* **Task instructions**
Leave the pictures out. Return the rest of the listing below exactly.
Extracted entries Start Marker
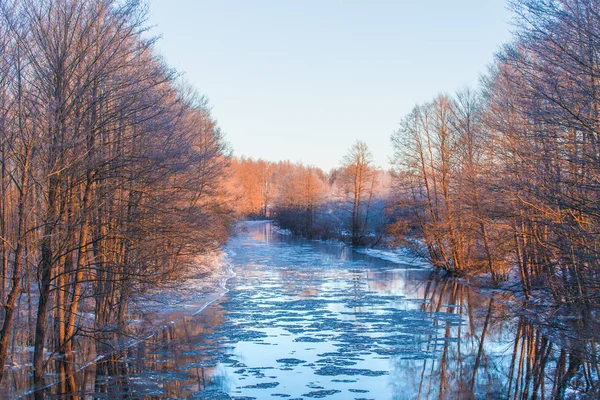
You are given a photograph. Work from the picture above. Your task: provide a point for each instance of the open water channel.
(306, 319)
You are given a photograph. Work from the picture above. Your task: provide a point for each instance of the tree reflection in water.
(475, 364)
(330, 311)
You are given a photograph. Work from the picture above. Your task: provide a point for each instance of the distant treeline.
(111, 173)
(346, 203)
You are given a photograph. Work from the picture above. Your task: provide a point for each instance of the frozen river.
(307, 319)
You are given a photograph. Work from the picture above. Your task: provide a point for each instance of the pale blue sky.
(303, 80)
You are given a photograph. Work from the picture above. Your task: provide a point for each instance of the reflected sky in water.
(307, 319)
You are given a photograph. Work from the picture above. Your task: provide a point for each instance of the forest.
(114, 176)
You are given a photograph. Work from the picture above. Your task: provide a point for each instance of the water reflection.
(311, 319)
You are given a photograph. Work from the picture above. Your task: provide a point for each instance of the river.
(308, 319)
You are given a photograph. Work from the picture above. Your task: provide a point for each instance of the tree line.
(504, 180)
(111, 172)
(346, 203)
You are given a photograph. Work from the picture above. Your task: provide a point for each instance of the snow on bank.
(403, 256)
(191, 290)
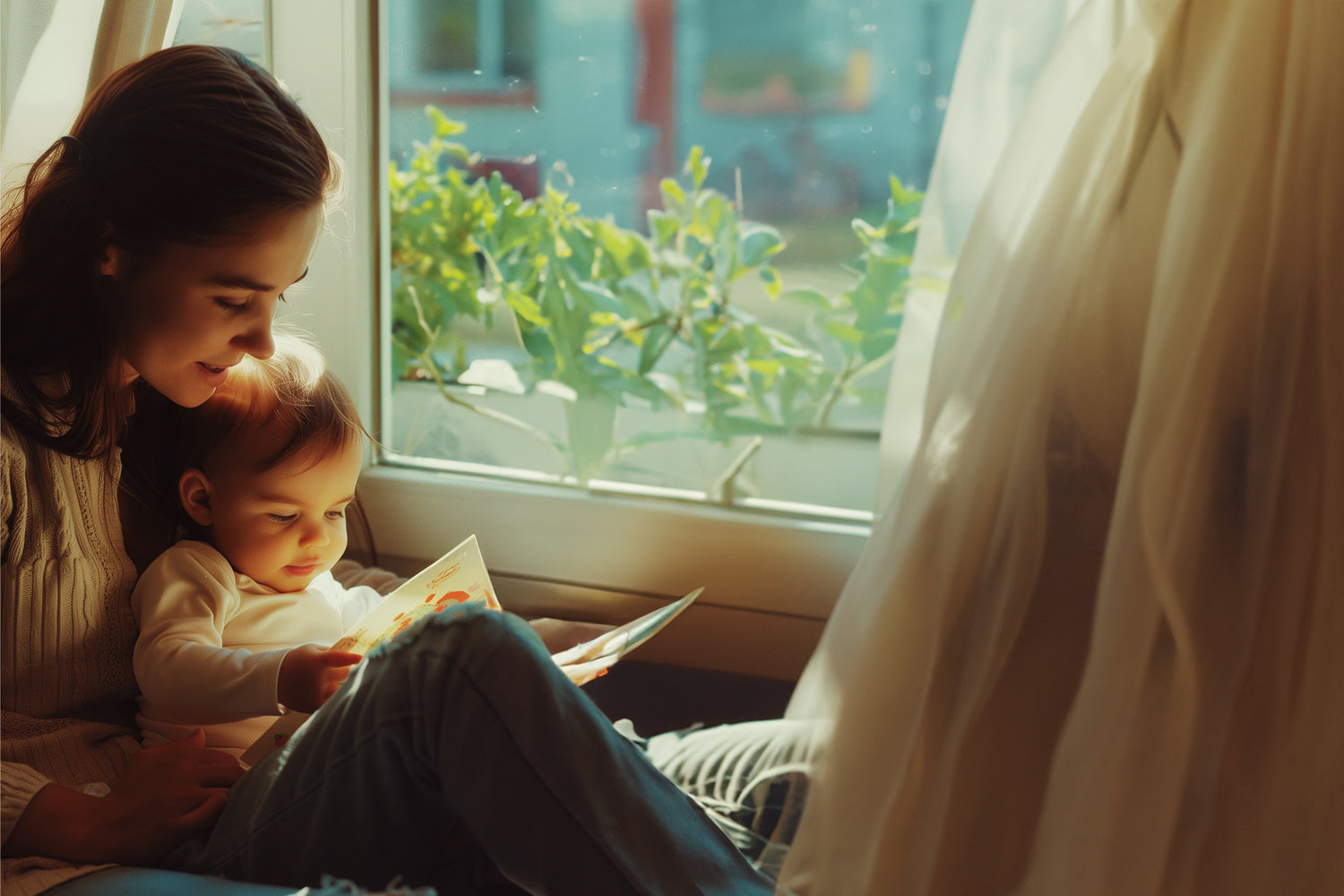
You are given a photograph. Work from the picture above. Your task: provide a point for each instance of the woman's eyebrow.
Extracted entries End Marker
* **Output for this task**
You are given a photograph. Work from the picture above. Your task: provide a point for each instance of the open water channel.
(306, 319)
You are given a photograph. Work from the picture above. Your task: provide a point for each instance of the tree reflection in water.
(475, 364)
(330, 311)
You are given a photograph. Work from the picture above. Your task: provide a point for each instance of the distant treeline.
(111, 173)
(346, 203)
You are given a photograph. Work from the picture above. Your task: provide a point for each instance of the frozen river.
(307, 319)
You are given a photograph. Work from the picture above. Your task: provide a point for each instance of the pale blue sky.
(303, 80)
You are given a photograph. Work from the picture above. Your task: provide a point for each instance of the reflected sky in water.
(307, 319)
You are given a photograph. Work from the picture above. Your task: provide a point for each instance of the forest.
(114, 176)
You are given a photograph. Work from the picture above. Your task: provide a point for each instance of the water reflection.
(311, 319)
You are given a photograph. Work from the picture above. Your task: provide a point for each instance of the river.
(308, 319)
You are given a photograph. Work from the picture above. Your task: provide a point for each instance of the tree line.
(504, 180)
(111, 172)
(346, 203)
You are given a photograph. Work from the picture above. Your task: provide a point for each instance of the snow on bank.
(403, 256)
(191, 290)
You are given a photograph. Work from the picture above. Your task: provide a point for each instance of the woman's eyebrow.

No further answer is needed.